═══ PROVIDED DATA
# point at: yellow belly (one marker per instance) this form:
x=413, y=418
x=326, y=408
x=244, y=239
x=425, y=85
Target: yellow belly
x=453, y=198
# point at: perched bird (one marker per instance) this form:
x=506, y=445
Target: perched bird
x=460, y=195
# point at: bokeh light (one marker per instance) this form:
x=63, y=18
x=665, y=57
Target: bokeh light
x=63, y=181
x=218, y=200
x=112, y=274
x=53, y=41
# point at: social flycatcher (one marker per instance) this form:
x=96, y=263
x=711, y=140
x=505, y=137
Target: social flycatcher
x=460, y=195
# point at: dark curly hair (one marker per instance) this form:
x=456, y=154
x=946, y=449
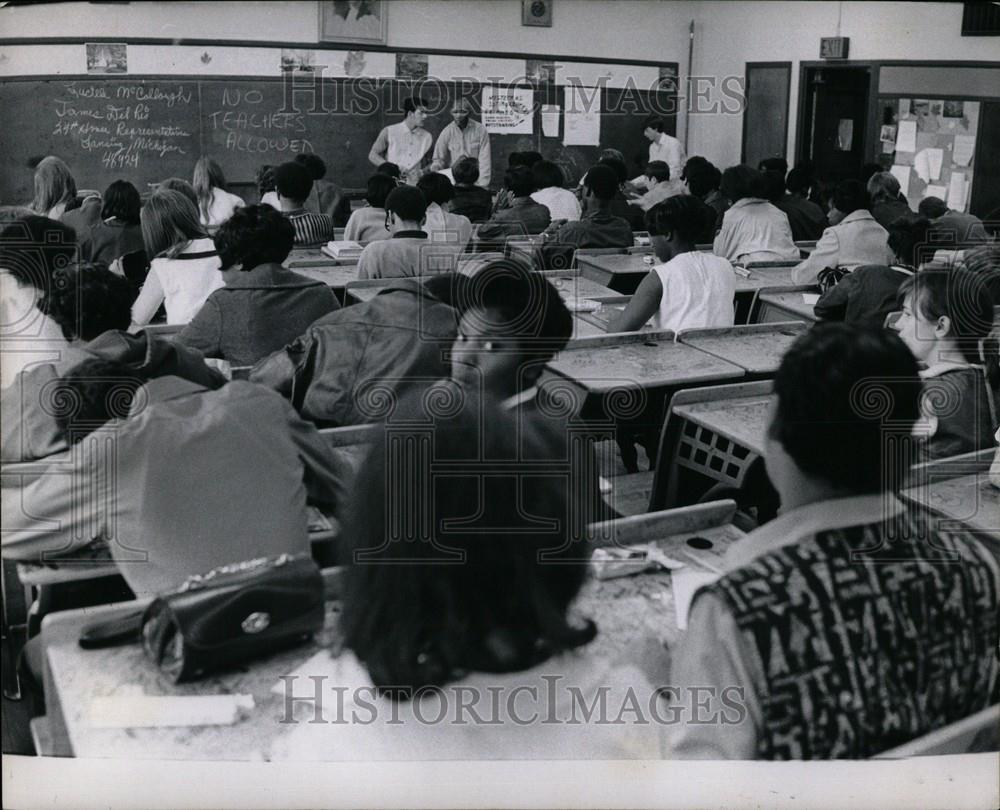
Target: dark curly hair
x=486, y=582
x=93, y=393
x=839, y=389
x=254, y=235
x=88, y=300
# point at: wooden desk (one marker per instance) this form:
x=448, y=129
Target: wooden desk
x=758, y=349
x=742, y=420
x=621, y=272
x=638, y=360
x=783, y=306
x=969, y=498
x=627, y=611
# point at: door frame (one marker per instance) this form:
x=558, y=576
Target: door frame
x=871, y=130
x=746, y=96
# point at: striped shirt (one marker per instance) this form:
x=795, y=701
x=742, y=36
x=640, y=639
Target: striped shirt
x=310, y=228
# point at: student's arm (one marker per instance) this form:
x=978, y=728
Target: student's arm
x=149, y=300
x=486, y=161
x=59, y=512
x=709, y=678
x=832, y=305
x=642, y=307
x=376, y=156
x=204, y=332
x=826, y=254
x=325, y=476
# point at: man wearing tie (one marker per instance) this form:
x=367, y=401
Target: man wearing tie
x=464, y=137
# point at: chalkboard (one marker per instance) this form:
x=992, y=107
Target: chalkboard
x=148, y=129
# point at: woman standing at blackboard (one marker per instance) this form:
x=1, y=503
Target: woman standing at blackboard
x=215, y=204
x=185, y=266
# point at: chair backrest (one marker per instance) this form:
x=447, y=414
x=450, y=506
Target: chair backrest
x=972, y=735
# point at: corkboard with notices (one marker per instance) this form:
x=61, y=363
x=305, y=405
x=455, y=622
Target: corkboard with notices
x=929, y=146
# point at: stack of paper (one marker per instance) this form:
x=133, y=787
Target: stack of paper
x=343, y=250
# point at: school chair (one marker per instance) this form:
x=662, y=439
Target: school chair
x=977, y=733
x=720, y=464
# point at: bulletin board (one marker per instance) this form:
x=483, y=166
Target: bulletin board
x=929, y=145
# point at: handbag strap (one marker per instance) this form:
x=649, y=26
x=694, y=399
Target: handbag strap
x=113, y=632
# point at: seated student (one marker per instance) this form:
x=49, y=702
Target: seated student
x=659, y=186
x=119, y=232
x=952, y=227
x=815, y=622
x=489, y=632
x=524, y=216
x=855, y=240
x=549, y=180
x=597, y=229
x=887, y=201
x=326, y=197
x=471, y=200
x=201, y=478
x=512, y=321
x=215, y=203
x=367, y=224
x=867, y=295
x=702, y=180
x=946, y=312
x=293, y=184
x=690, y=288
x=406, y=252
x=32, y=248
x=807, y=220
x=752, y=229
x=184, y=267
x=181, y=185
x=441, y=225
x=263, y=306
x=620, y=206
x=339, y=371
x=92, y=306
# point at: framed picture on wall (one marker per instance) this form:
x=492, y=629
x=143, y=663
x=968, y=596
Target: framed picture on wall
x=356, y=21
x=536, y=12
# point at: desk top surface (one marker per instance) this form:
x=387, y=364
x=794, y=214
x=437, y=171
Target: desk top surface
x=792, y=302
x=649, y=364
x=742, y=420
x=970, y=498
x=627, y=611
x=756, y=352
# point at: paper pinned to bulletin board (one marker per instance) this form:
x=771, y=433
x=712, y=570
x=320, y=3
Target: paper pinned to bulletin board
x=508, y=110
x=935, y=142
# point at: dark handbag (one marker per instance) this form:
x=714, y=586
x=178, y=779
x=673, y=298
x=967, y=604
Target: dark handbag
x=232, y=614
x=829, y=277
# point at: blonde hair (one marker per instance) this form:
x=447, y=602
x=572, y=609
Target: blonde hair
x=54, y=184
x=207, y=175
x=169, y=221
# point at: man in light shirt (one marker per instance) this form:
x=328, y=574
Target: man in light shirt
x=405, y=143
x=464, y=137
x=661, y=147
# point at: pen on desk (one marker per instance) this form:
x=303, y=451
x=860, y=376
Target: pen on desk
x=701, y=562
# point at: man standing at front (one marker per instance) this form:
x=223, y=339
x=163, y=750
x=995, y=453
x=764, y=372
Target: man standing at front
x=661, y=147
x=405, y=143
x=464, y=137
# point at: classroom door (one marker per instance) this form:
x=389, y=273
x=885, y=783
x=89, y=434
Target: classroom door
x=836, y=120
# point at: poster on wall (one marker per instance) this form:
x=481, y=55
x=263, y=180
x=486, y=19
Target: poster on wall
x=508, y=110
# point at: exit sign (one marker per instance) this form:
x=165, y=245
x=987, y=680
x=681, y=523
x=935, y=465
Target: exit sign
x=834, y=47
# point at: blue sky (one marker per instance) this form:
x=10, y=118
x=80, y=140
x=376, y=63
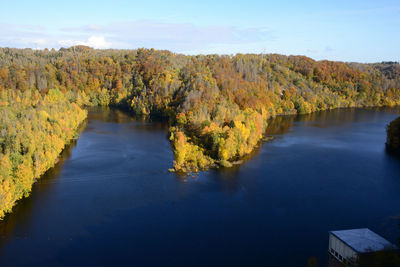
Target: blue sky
══════
Nothing but the lines from the line containing "x=967, y=604" through the end of the data, both ends included, is to be reproduced, exactly as written and without the pictures.

x=967, y=604
Target: dark handbag
x=232, y=614
x=829, y=277
# point at: blonde hair (one marker per instance) this form:
x=447, y=602
x=572, y=609
Target: blonde hair
x=54, y=184
x=207, y=175
x=169, y=221
# point at: man in light shirt (one marker per instance) this form:
x=328, y=574
Target: man in light shirt
x=405, y=143
x=464, y=137
x=661, y=147
# point at: pen on desk (one marker per instance) this form:
x=303, y=451
x=860, y=376
Target: pen on desk
x=701, y=562
# point at: man standing at front (one marker per instance) this form:
x=223, y=339
x=163, y=750
x=995, y=453
x=764, y=372
Target: man standing at front
x=661, y=147
x=405, y=143
x=464, y=137
# point at: classroom door (one marker per instance) this form:
x=389, y=273
x=885, y=783
x=89, y=434
Target: classroom door
x=836, y=120
# point at: poster on wall (one marker per instance) this form:
x=481, y=55
x=263, y=180
x=486, y=19
Target: poster on wall
x=508, y=110
# point at: exit sign (one marker per instance) this form:
x=165, y=245
x=987, y=680
x=681, y=523
x=935, y=465
Target: exit sign
x=834, y=47
# point at: blue sky (one marker per instance) this form:
x=10, y=118
x=80, y=140
x=376, y=63
Target: blue sky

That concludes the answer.